**ACTIVITY**
Work out how many lines in the listing below carry the word "roof". Give that number alone.

**PROVIDED INFORMATION**
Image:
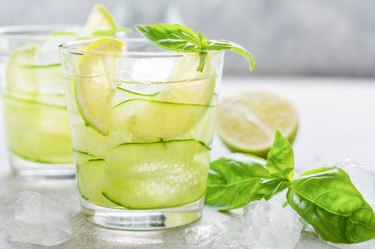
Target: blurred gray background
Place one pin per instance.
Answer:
(321, 38)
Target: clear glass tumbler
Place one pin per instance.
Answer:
(34, 102)
(142, 126)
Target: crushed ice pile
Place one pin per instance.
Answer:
(263, 225)
(267, 225)
(38, 221)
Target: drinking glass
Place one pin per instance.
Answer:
(34, 102)
(142, 125)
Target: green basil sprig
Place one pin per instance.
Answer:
(328, 200)
(237, 179)
(324, 197)
(179, 38)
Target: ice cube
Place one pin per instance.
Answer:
(38, 221)
(362, 177)
(151, 70)
(267, 225)
(203, 235)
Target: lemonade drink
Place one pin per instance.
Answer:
(34, 103)
(142, 126)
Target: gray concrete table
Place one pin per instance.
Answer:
(337, 120)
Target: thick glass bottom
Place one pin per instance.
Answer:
(41, 171)
(142, 220)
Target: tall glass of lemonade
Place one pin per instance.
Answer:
(142, 124)
(34, 102)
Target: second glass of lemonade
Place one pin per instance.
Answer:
(142, 125)
(35, 111)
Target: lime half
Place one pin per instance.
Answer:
(99, 19)
(95, 85)
(247, 122)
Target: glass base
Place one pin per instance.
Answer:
(41, 171)
(141, 220)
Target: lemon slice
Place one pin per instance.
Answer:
(246, 122)
(95, 85)
(99, 19)
(176, 110)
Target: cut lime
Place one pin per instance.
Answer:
(95, 85)
(156, 175)
(246, 122)
(99, 19)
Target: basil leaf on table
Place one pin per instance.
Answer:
(327, 199)
(179, 38)
(237, 179)
(280, 158)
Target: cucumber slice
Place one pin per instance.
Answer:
(38, 132)
(151, 120)
(90, 175)
(20, 78)
(156, 175)
(47, 101)
(26, 77)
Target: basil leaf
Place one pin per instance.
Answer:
(234, 47)
(237, 179)
(183, 39)
(327, 199)
(171, 37)
(280, 159)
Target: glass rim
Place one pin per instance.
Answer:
(35, 31)
(71, 48)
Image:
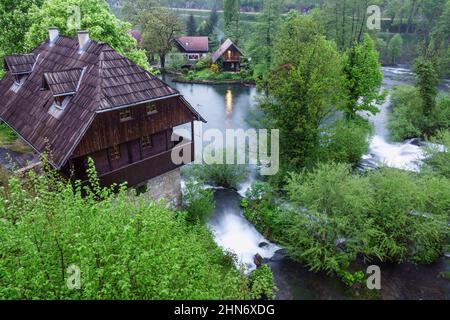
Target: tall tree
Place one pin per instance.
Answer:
(94, 17)
(364, 77)
(14, 23)
(160, 27)
(262, 41)
(232, 20)
(191, 26)
(304, 86)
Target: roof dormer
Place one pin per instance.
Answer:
(63, 85)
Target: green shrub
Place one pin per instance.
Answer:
(385, 215)
(404, 121)
(125, 247)
(345, 141)
(262, 284)
(198, 202)
(407, 119)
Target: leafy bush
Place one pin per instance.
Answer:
(198, 202)
(214, 68)
(387, 215)
(407, 119)
(175, 60)
(438, 154)
(345, 141)
(125, 247)
(262, 284)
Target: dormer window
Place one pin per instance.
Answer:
(20, 66)
(151, 109)
(63, 85)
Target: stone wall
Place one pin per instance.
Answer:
(166, 186)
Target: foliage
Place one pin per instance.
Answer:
(198, 202)
(95, 17)
(438, 154)
(232, 20)
(408, 119)
(260, 46)
(387, 215)
(7, 136)
(364, 77)
(214, 68)
(176, 60)
(345, 141)
(304, 87)
(395, 47)
(191, 26)
(217, 173)
(427, 84)
(125, 246)
(14, 23)
(262, 284)
(160, 27)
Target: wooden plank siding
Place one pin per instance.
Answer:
(107, 129)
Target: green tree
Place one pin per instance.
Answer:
(304, 86)
(261, 44)
(364, 77)
(427, 83)
(95, 17)
(395, 47)
(232, 20)
(160, 27)
(126, 247)
(191, 26)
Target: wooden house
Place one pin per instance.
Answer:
(228, 56)
(193, 48)
(80, 98)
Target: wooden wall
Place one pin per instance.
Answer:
(107, 129)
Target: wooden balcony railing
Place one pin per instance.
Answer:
(146, 169)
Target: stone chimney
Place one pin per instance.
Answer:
(53, 34)
(83, 40)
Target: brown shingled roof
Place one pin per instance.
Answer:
(20, 64)
(62, 82)
(193, 44)
(109, 81)
(223, 48)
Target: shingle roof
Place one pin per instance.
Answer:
(194, 44)
(20, 64)
(62, 82)
(223, 48)
(109, 81)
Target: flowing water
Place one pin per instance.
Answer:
(226, 107)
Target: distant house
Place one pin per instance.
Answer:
(193, 48)
(136, 34)
(229, 56)
(81, 99)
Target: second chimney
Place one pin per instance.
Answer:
(53, 34)
(83, 40)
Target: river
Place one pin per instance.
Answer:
(227, 107)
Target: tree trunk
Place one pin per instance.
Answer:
(162, 59)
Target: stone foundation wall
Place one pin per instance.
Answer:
(166, 186)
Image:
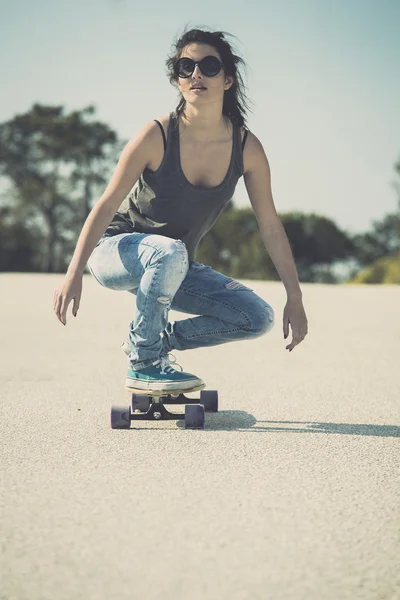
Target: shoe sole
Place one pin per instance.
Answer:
(164, 386)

**RESPONSE AREA**
3